TEXTE À EXAMINER —
::::

Une autre justice est possible par Bruno DAYEZ

Une autre justice est possible, par Bruno Dayez, Bruxelles, Samsa édition, 2024, 116 pages, 18 euros.

Et si l’on cessait de juger du système d’un point de vue purement intellectuel ? Et si l’on commençait d’en juger par ce qu’en vivent les justiciables ?

(...)

Car si le système de justice pénale ne se prétendait pas juste, en quelque sorte, par essence, il perdrait d’office la plus grande part de sa légitimité et n’apparaîtrait plus que pour ce qu’il est : une machine à punir au service de l’ordre établi.

« Attendu que les faits sont demeurés établis tels que libellés à la citation ;

Attendu que la peine arbitrée par le premier juge correspond aux nécessités d'une juste répression ;

Par ces motifs,

Confirme le jugement a quodans toutes ses dispositions ».

C'est ainsi que, dans une affaire d'assassinat, dans laquelle mon client avait été condamné en instance à vingt ans de prison, la Cour militaire a répondu aux quarante pages de conclusions que j'avais déposées pour démontrer qu'aucun de ses huit aveux – qui présentaient tous des différences notables – n'étaient crédibles. Ne dit-on pas que la justice militaire est à la justice ce que la musique militaire est à la musique... ?

Autant dire que, ce soir-là, j'ai perdu quelques illusions. Bruno Dayez, lui, en a conservé quelques-unes et, clôturant une série de six petits essais sur la justice pénale, il nous livre, un peu comme un testament, son rêve d'une justice qui répondrait aux réels besoins des justiciables et non à une fonction purement symbolique.

Ce que fait notre justice pénale, c’est conforter le système établi en punissant pour l’exemple quelques milliers d’infracteurs soigneusement sélectionnés pour convaincre le public de rester dans les clous. Il s’agit d’une opération à haute teneur symbolique, consistant à donner à croire.

(…)

La justice pénale n’a jamais eu l’ambition de juguler la criminalité ni la délinquance, ni seulement l’ambition de la réduire dans des proportions significatives. Elle se contente d’apporter une réponse purement symbolique à des problèmes qui, eux, sont bien réels.

Que faudrait-il pour que la justice pénale permette réellement d'endiguer le crime, de réparer partiellement les torts causés par les délinquants, de réinsérer dans la société ceux qui ont commis des infractions, d'endiguer la récidive ?

::::

CONTENU DES DONNÉES —
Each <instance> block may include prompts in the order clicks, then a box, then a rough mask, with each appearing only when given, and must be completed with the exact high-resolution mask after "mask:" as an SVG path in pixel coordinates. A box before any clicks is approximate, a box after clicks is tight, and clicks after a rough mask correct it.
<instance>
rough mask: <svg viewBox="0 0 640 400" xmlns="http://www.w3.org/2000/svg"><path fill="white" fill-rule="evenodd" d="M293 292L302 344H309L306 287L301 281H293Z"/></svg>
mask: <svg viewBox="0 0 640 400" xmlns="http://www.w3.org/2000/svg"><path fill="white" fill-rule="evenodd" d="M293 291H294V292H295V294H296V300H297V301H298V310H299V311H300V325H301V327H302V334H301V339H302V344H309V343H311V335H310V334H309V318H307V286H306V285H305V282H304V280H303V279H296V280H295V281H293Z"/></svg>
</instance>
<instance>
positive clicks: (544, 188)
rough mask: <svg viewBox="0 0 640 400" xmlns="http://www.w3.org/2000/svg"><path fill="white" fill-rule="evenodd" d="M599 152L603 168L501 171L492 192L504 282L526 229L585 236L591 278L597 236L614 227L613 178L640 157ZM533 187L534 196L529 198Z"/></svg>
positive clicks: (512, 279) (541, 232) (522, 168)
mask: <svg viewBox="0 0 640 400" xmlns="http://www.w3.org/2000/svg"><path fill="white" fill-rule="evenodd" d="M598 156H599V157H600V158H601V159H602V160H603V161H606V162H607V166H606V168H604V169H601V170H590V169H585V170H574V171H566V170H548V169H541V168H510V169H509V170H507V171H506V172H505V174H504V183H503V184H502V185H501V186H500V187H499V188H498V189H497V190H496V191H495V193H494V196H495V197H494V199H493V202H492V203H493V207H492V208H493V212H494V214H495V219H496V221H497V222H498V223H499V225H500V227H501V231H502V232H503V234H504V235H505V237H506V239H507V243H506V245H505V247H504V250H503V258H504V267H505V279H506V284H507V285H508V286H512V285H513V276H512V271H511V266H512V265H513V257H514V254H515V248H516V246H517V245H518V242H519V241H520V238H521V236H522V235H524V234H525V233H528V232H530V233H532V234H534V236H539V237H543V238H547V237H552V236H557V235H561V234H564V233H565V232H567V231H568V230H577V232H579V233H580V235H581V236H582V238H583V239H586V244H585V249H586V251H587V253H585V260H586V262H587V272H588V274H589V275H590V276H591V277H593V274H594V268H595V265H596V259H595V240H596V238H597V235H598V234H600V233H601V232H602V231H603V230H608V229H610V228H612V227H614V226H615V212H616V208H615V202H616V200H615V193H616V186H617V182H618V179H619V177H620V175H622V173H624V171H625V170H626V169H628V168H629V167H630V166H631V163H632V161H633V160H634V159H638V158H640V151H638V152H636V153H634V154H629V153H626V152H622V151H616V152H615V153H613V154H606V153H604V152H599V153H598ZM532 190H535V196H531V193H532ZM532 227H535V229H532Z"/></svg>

::::

TÂCHES À RÉALISER —
a – Répondez à ces questions d'après le texte sur la justice pénale :
(i) Combien de pages compte l'ouvrage présenté ?
(ii) À combien d'années de prison le client avait-il été condamné en instance ?
(iii) Combien de petits essais sur la justice pénale la série close par cet ouvrage comprend-elle ?
b – Poursuivez, s'il vous plaît, le texte sur la justice pénale à partir de l'endroit où il s'arrête.

PROBLÈMES RÉSOLUS —
a –
(i) 116 pages.
(ii) Vingt ans.
(iii) Six.

b –
D'abord débaptiser la Justice pour cesser de donner l'illusion qu'elle est une vertu divine, prodiguée par des demis-dieux ; raser les Palais de Justice dont l'écrasant volume n'a pour but que d'inspirer crainte et respect ; traquer le symbolique, le formalisme, le légalisme, le secret du délibéré ; abandonner le tout au sécuritaire. Cesser de traiter notre vénérable institution comme s'il ne s'agissait que de flatter les bas instincts d'un peuple qui n'en comprend pas les enjeux majeurs, qui pense qu'il n'y a pas assez de prisons, pas assez de coupables en prison, pas assez de condamnés qui restent en prison, pas assez de détenus qui exécutent réellement leur peine. Un peuple non éduqué aux réalités de la justice, qui ignore que relâcher un détenu après dix ou vingt ans d'oubliettes, pendant lesquels il a, au mieux, été traité comme une chose, c'est ouvrir la cage d'un fauve, alors qu'une politique de libération conditionnelle intelligente (Bruno Dayez voudrait que la libération conditionnelle soit érigée en droit pour chacun des détenus) permettrait au contraire de préparer, d'accompagner et de surveiller la réinsertion du condamné.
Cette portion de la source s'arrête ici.